:: Data to process

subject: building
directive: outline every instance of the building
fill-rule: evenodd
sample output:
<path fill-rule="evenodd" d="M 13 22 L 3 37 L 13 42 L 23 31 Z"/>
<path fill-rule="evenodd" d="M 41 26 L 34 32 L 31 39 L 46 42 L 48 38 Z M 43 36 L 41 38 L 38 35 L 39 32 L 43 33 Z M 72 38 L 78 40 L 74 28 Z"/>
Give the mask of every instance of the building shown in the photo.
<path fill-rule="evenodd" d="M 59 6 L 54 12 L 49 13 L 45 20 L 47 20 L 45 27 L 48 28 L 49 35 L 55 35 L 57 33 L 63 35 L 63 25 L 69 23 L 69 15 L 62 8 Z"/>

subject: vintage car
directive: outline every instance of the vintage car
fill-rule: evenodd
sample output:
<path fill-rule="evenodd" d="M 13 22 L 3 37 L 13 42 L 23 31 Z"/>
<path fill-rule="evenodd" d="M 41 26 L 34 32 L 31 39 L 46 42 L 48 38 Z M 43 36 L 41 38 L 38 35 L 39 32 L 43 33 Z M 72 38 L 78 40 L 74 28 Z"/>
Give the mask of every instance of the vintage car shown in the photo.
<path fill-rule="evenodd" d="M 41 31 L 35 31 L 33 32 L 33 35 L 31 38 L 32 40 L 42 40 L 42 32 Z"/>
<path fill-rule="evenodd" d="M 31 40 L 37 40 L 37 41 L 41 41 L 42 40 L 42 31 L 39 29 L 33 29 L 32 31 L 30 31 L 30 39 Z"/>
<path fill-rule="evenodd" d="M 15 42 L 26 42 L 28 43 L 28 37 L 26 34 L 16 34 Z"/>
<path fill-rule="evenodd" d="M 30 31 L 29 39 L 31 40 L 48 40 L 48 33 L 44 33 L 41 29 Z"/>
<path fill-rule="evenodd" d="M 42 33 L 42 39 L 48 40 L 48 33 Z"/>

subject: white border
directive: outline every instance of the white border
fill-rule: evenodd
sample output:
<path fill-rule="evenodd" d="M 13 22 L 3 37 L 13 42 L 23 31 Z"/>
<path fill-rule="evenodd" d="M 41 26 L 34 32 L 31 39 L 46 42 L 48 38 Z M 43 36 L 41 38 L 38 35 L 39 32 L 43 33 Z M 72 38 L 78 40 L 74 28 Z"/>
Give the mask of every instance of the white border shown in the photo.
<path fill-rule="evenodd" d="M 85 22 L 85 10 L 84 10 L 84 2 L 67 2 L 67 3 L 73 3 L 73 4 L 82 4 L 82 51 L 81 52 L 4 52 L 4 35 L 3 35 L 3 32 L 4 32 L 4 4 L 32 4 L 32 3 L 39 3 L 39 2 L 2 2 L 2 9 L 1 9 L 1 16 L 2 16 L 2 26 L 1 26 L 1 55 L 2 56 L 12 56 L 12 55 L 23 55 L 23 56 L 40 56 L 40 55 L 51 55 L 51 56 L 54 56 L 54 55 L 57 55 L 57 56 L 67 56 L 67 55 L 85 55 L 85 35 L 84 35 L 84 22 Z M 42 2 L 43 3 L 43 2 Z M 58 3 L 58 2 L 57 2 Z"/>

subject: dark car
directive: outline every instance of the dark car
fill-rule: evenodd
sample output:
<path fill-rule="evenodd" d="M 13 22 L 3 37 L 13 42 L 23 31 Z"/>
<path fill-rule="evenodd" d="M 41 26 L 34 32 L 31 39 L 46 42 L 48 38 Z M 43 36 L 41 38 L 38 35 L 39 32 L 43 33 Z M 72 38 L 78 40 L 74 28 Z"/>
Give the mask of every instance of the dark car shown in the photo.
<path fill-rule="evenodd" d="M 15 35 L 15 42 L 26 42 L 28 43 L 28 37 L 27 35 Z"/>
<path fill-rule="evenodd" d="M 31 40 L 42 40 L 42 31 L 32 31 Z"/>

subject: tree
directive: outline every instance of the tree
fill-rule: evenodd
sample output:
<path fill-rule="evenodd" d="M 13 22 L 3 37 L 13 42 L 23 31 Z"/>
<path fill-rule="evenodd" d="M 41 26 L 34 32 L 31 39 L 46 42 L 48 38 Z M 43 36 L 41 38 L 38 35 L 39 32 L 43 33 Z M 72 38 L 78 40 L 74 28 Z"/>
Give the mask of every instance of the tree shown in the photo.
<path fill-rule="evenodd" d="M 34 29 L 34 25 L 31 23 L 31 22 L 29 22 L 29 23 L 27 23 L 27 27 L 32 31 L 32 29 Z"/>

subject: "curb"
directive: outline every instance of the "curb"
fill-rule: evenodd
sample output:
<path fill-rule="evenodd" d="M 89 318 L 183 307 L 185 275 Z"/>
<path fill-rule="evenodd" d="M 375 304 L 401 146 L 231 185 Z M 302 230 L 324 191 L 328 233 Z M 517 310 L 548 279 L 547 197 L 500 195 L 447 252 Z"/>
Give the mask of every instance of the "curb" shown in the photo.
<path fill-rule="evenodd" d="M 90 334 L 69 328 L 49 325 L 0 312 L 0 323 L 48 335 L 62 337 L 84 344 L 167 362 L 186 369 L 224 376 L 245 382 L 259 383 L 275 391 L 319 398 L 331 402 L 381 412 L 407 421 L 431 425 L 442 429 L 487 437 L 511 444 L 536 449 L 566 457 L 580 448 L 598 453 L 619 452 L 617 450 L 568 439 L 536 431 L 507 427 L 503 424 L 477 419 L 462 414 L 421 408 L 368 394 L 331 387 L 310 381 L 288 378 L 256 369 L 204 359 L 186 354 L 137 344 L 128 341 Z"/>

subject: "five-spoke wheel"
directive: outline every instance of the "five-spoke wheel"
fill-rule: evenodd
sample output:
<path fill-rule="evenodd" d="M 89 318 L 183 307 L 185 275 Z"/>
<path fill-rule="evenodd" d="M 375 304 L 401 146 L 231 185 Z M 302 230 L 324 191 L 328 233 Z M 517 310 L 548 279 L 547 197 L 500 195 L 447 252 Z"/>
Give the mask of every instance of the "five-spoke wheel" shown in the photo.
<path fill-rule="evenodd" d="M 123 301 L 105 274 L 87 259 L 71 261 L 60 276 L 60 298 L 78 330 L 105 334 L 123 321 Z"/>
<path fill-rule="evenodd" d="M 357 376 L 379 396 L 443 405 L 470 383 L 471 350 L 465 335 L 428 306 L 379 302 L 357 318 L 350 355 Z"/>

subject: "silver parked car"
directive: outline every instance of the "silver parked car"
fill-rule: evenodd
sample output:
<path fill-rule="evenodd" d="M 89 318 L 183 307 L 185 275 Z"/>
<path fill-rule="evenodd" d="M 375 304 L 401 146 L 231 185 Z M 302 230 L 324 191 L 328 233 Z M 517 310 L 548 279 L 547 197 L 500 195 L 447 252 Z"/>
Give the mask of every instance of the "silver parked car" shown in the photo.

::::

Turn all the items above into a JSON list of strings, one string per line, leaving out blank lines.

▶ _Solution to the exercise_
[
  "subject: building",
  "directive: outline every instance of the building",
  "fill-rule: evenodd",
  "sample output:",
  "<path fill-rule=\"evenodd\" d=\"M 13 22 L 3 37 L 13 42 L 23 31 Z\"/>",
  "<path fill-rule=\"evenodd\" d=\"M 41 26 L 34 32 L 31 39 L 46 42 L 48 38 Z M 43 36 L 41 38 L 38 35 L 39 32 L 43 33 Z M 72 38 L 78 40 L 74 28 Z\"/>",
  "Give the mask of every instance of the building shown in the photo.",
  "<path fill-rule=\"evenodd\" d=\"M 59 6 L 54 12 L 49 13 L 45 20 L 47 20 L 45 27 L 48 28 L 49 35 L 55 35 L 57 33 L 63 35 L 63 25 L 69 23 L 69 15 L 62 8 Z\"/>",
  "subject: vintage car",
  "directive: outline every instance of the vintage car",
  "fill-rule: evenodd",
  "sample output:",
  "<path fill-rule=\"evenodd\" d=\"M 13 22 L 3 37 L 13 42 L 23 31 Z\"/>",
  "<path fill-rule=\"evenodd\" d=\"M 41 26 L 34 32 L 31 39 L 46 42 L 48 38 Z M 43 36 L 41 38 L 38 35 L 39 32 L 43 33 Z M 72 38 L 78 40 L 74 28 Z\"/>",
  "Give the mask of every instance of the vintage car shown in the photo.",
  "<path fill-rule=\"evenodd\" d=\"M 41 31 L 35 31 L 33 32 L 33 35 L 31 38 L 32 40 L 42 40 L 42 32 Z\"/>",
  "<path fill-rule=\"evenodd\" d=\"M 31 40 L 37 40 L 37 41 L 41 41 L 42 40 L 42 31 L 39 29 L 33 29 L 32 31 L 30 31 L 30 39 Z\"/>",
  "<path fill-rule=\"evenodd\" d=\"M 15 42 L 26 42 L 28 43 L 28 37 L 26 34 L 16 34 Z\"/>",
  "<path fill-rule=\"evenodd\" d=\"M 30 31 L 29 39 L 31 40 L 48 40 L 48 33 L 44 33 L 41 29 Z\"/>",
  "<path fill-rule=\"evenodd\" d=\"M 42 33 L 42 39 L 48 40 L 48 33 Z\"/>",
  "subject: white border",
  "directive: outline every instance of the white border",
  "fill-rule: evenodd",
  "sample output:",
  "<path fill-rule=\"evenodd\" d=\"M 13 22 L 3 37 L 13 42 L 23 31 Z\"/>",
  "<path fill-rule=\"evenodd\" d=\"M 41 26 L 34 32 L 31 39 L 46 42 L 48 38 Z M 43 36 L 41 38 L 38 35 L 39 32 L 43 33 Z M 72 38 L 78 40 L 74 28 Z\"/>",
  "Give the mask of every instance of the white border shown in the photo.",
  "<path fill-rule=\"evenodd\" d=\"M 85 22 L 85 10 L 84 10 L 84 2 L 67 2 L 67 3 L 73 3 L 73 4 L 82 4 L 82 51 L 81 52 L 4 52 L 4 35 L 3 35 L 3 32 L 4 32 L 4 4 L 32 4 L 32 3 L 39 3 L 39 2 L 2 2 L 2 9 L 1 9 L 1 16 L 2 16 L 2 26 L 1 26 L 1 55 L 2 56 L 12 56 L 12 55 L 23 55 L 23 56 L 40 56 L 40 55 L 51 55 L 51 56 L 54 56 L 54 55 L 57 55 L 57 56 L 67 56 L 67 55 L 85 55 L 85 35 L 84 35 L 84 22 Z M 42 2 L 43 3 L 43 2 Z M 58 3 L 58 2 L 57 2 Z\"/>",
  "subject: dark car",
  "directive: outline every instance of the dark car",
  "fill-rule: evenodd",
  "sample output:",
  "<path fill-rule=\"evenodd\" d=\"M 13 22 L 3 37 L 13 42 L 23 31 Z\"/>",
  "<path fill-rule=\"evenodd\" d=\"M 41 26 L 34 32 L 31 39 L 46 42 L 48 38 Z M 43 36 L 41 38 L 38 35 L 39 32 L 43 33 Z M 72 38 L 78 40 L 74 28 Z\"/>",
  "Give the mask of every instance of the dark car shown in the photo.",
  "<path fill-rule=\"evenodd\" d=\"M 15 35 L 15 42 L 26 42 L 28 43 L 28 37 L 27 35 Z\"/>",
  "<path fill-rule=\"evenodd\" d=\"M 31 40 L 42 40 L 42 31 L 32 31 Z\"/>",
  "subject: tree",
  "directive: outline every instance of the tree",
  "fill-rule: evenodd",
  "sample output:",
  "<path fill-rule=\"evenodd\" d=\"M 13 22 L 3 37 L 13 42 L 23 31 Z\"/>",
  "<path fill-rule=\"evenodd\" d=\"M 41 26 L 34 32 L 31 39 L 46 42 L 48 38 Z M 43 36 L 41 38 L 38 35 L 39 32 L 43 33 Z M 72 38 L 78 40 L 74 28 Z\"/>",
  "Give the mask of every instance of the tree shown in the photo.",
  "<path fill-rule=\"evenodd\" d=\"M 34 29 L 34 25 L 31 23 L 31 22 L 29 22 L 29 23 L 27 23 L 27 27 L 32 31 L 32 29 Z\"/>",
  "subject: \"curb\"",
  "directive: outline every instance of the \"curb\"",
  "fill-rule: evenodd",
  "sample output:",
  "<path fill-rule=\"evenodd\" d=\"M 89 318 L 183 307 L 185 275 Z\"/>",
  "<path fill-rule=\"evenodd\" d=\"M 375 304 L 401 146 L 231 185 Z M 302 230 L 324 191 L 328 233 Z M 517 310 L 548 279 L 547 197 L 500 195 L 447 252 Z\"/>",
  "Give the mask of every instance of the \"curb\" shown in the photo.",
  "<path fill-rule=\"evenodd\" d=\"M 90 334 L 69 328 L 49 325 L 0 312 L 0 323 L 48 335 L 62 337 L 84 344 L 167 362 L 186 369 L 224 376 L 245 382 L 259 383 L 275 391 L 319 398 L 331 402 L 381 412 L 407 421 L 431 425 L 442 429 L 487 437 L 511 444 L 536 449 L 566 457 L 580 448 L 598 453 L 619 452 L 617 450 L 568 439 L 536 431 L 507 427 L 503 424 L 477 419 L 462 414 L 421 408 L 368 394 L 331 387 L 310 381 L 288 378 L 256 369 L 204 359 L 186 354 L 137 344 L 128 341 Z\"/>",
  "subject: \"five-spoke wheel\"",
  "directive: outline every instance of the \"five-spoke wheel\"",
  "fill-rule: evenodd",
  "sample output:",
  "<path fill-rule=\"evenodd\" d=\"M 89 318 L 183 307 L 185 275 Z\"/>",
  "<path fill-rule=\"evenodd\" d=\"M 375 304 L 401 146 L 231 185 Z M 302 230 L 324 191 L 328 233 Z M 517 310 L 548 279 L 547 197 L 500 195 L 447 252 Z\"/>",
  "Give the mask of every instance of the \"five-spoke wheel\" shown in the photo.",
  "<path fill-rule=\"evenodd\" d=\"M 123 301 L 105 274 L 87 259 L 71 261 L 60 276 L 60 298 L 78 330 L 105 334 L 123 321 Z\"/>",
  "<path fill-rule=\"evenodd\" d=\"M 357 376 L 379 396 L 443 405 L 470 383 L 471 350 L 465 335 L 428 306 L 379 302 L 357 318 L 350 355 Z\"/>",
  "subject: \"silver parked car\"",
  "directive: outline every instance of the \"silver parked car\"",
  "fill-rule: evenodd",
  "sample output:",
  "<path fill-rule=\"evenodd\" d=\"M 89 318 L 183 307 L 185 275 Z\"/>",
  "<path fill-rule=\"evenodd\" d=\"M 375 304 L 401 146 L 231 185 Z M 302 230 L 324 191 L 328 233 Z M 517 310 L 548 279 L 547 197 L 500 195 L 447 252 Z\"/>",
  "Give the mask of every instance of the \"silver parked car\" shown in the photo."
]